• What is expected
Among the entries below, how many lines contain the string "pickup"? Reply with that number alone.

== Records supplied

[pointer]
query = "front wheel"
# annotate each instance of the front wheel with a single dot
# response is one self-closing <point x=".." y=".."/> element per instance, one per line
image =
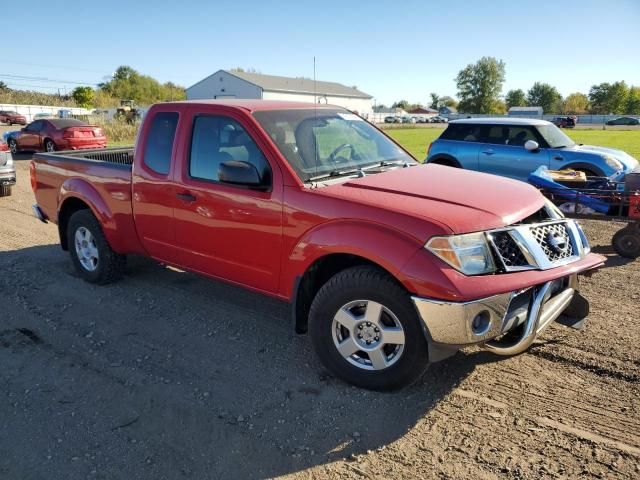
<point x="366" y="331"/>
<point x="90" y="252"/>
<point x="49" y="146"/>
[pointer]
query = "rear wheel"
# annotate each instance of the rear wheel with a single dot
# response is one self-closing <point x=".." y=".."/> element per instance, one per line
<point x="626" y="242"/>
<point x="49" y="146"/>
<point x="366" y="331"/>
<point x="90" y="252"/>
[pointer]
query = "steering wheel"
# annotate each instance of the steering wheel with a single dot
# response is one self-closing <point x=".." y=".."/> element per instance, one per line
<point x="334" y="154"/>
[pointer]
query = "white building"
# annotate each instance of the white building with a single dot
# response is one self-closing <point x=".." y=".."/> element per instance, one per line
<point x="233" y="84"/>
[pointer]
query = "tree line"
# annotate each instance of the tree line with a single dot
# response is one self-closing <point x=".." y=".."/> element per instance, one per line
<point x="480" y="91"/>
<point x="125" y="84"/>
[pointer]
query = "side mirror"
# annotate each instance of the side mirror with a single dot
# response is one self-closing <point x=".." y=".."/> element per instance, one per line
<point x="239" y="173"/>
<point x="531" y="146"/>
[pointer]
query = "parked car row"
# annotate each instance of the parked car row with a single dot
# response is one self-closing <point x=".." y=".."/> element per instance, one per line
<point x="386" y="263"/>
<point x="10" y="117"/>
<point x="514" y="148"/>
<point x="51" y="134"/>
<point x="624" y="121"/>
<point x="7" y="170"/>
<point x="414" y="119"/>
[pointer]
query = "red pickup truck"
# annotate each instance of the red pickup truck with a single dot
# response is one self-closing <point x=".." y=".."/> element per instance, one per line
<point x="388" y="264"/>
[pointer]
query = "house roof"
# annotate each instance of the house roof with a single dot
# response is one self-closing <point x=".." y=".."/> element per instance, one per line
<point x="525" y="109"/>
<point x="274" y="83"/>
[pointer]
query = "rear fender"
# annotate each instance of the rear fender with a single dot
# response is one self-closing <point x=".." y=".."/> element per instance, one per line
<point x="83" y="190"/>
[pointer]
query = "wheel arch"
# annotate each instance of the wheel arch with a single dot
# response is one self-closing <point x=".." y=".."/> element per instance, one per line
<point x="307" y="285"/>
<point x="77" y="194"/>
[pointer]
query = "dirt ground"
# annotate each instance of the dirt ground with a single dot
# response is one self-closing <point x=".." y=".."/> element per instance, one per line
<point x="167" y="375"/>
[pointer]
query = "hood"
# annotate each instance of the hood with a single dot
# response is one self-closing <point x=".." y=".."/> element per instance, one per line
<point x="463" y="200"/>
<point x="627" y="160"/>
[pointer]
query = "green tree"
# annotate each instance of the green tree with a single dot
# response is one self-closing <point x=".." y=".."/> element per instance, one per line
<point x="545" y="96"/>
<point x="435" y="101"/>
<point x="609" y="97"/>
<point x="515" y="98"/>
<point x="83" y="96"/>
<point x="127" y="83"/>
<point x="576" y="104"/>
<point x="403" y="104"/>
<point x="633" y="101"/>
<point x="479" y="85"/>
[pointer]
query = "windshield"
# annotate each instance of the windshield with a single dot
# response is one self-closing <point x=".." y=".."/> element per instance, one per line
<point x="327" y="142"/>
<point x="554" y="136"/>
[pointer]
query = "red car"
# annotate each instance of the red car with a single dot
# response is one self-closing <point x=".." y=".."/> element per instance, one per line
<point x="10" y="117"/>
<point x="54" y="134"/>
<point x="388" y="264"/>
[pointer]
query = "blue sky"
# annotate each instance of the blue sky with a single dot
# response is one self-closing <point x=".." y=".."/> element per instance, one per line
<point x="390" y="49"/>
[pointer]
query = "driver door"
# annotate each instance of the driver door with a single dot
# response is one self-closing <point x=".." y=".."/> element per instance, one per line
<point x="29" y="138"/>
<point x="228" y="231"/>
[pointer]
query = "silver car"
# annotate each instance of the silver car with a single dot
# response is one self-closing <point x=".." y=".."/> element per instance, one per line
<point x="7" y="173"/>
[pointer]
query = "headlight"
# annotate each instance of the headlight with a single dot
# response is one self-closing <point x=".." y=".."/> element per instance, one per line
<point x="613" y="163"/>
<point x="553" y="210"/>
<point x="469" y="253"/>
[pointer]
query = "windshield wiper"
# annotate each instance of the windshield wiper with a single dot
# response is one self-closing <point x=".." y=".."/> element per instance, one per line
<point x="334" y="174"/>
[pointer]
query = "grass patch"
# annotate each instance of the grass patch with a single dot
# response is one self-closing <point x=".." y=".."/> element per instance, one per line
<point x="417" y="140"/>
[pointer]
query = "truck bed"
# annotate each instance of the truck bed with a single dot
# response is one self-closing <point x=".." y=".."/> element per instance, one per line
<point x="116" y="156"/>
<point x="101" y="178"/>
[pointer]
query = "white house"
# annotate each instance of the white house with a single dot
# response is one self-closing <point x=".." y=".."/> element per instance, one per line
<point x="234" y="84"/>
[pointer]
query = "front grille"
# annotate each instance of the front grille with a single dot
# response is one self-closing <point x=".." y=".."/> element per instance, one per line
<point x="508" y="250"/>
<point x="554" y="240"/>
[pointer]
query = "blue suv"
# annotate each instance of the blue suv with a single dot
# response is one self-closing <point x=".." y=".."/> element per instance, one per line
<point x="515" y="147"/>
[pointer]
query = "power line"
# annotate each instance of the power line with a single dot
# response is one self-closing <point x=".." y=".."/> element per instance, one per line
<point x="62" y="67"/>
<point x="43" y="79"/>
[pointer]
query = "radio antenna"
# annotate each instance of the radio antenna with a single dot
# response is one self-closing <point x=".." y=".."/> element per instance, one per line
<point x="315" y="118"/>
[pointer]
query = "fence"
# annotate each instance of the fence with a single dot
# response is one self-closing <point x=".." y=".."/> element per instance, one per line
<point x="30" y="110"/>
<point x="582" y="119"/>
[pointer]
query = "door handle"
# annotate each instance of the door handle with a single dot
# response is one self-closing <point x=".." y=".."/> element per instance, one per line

====

• Expected answer
2